PASSAGE SHOWN:
***
Substations have been equipped to perform automatic reclosing, bus sectionalising, load transfers, capacitor switching, etc. for many years. In the past, these and other functions were implemented using a combination of control panels, auxiliary relays, switches, lights, meters, transducers and extensive wiring and cabling. In many applications today, this perception is probably because developments in substation equipment have expanded the potential capabilities of substation.
Substation automation (SA) is not a new concept. People started adopting the changes in the technology to substation. SA term refers to obtaining information or data from intelligent electronic devices, control and automation capabilities within the substation, and control commands from remote users to control power system devices. This enables the electric utility to remotely monitor, control and coordinate the distribution components installed in the substation.
The use of substation supervisory control and data acquisition (SCADA) is one of the key points on the power grid automation, as well as on the utilities asset management, improving its monitoring and control capabilities, because of collected data by the whole substation automation system, like the intelligent electronic devices (IEDs), Remote Terminal Units (RTUs) and SCADA.
***
WHAT YOU ARE ASKED TO DO: Write the next portion of the passage on substation automation, picking up after its final sentence. The records presented next are separate from the text above.
***
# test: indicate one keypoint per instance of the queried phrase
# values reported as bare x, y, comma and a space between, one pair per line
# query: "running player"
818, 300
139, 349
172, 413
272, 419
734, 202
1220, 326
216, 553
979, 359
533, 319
***
EXERCISE OUTPUT:
IEDs are installed in strategic locations to collect data and automatic protection of substation equipment. It includes microprocessor-based controllers of power system equipment, such as circuit breakers, transformers and capacitor banks. IEDs receive data from sensors and power equipment, and can issue control commands, such as tripping circuit breakers if they sense voltage, current, or frequency anomalies, or raise or lower voltage levels in order to maintain the desired level. Common types of IEDs include protective relaying devices, On Load Tap Changer controllers, circuit breaker controllers, capacitor bank switches, recloser controllers, voltage regulators etc. SA has to perform many functions and in IEC 61850, the functions are divided into sub functions. Each sub function is performed by the IED installed in the substation and it can perform one or more functions. A set of sub functions is integrated together to perform a substation automation function. Thus, data communication between the control center and IED remote points and among the IEDs is very important for real time operation.
SCADA is a computer system for gathering and analysing real time data. These systems are used to monitor and control a plant or equipment in industries such as telecommunications, water and waste control, energy, oil and gas refining and transportation. In addition, SCADA systems are needed to monitor and control a large geographical displacement where an organisation may not have enough manpower to cover. Thus, reliable communication and operability of these areas or sites is critical to profitability. The system is a common industrial process automation system which is used to collect data from instruments and sensors located at remote sites and to transmit data at a central site for either monitoring or controlling purpose.
RTU is a high-speed microprocessor controlled electronic device that interfaces objects in the physical world to a distributed control system or SCADA system by transmitting telemetry data to a master system, and by using messages from the master supervisory.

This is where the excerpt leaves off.